Copy every line of the listing below without changing anything.
--- START Material ---
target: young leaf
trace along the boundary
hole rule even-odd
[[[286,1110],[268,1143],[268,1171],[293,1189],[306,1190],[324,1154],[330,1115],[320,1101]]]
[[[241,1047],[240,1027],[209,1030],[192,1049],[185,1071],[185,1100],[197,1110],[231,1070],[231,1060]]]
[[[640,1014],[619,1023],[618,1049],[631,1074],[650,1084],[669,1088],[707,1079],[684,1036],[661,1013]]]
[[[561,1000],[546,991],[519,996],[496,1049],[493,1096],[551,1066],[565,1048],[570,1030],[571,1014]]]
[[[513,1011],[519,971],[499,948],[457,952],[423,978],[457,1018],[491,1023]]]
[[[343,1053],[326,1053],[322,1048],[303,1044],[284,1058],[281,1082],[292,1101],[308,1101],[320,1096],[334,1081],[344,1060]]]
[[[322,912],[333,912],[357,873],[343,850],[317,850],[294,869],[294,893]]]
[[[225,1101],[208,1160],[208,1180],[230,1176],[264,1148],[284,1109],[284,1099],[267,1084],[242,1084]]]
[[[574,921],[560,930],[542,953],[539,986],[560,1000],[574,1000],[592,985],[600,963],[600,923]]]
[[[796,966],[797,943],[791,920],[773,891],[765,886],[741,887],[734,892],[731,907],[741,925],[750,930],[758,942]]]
--- END Material ---
## Solution to this exercise
target: young leaf
trace along the boundary
hole rule even-odd
[[[286,1110],[268,1143],[268,1171],[293,1189],[306,1190],[324,1154],[330,1115],[320,1101]]]
[[[241,1047],[240,1027],[209,1030],[192,1049],[185,1071],[185,1100],[197,1110],[231,1070],[231,1060]]]
[[[640,1014],[619,1023],[618,1049],[631,1074],[650,1084],[669,1088],[707,1079],[684,1036],[661,1013]]]
[[[561,1000],[546,991],[519,996],[496,1049],[493,1096],[551,1066],[565,1048],[570,1030],[571,1014]]]
[[[513,1011],[519,971],[499,948],[457,952],[423,978],[457,1018],[491,1023]]]
[[[343,1053],[326,1053],[322,1048],[303,1044],[284,1058],[281,1082],[292,1101],[308,1101],[320,1096],[334,1081],[344,1060]]]
[[[322,912],[333,912],[357,873],[343,850],[317,850],[294,869],[294,893]]]
[[[225,1101],[208,1160],[208,1180],[230,1176],[264,1148],[284,1109],[284,1099],[267,1084],[242,1084]]]
[[[574,921],[560,930],[542,953],[539,986],[560,1000],[574,1000],[592,985],[600,963],[600,923]]]
[[[796,966],[797,943],[791,920],[773,891],[765,886],[741,887],[734,892],[731,907],[741,925],[750,930],[758,942]]]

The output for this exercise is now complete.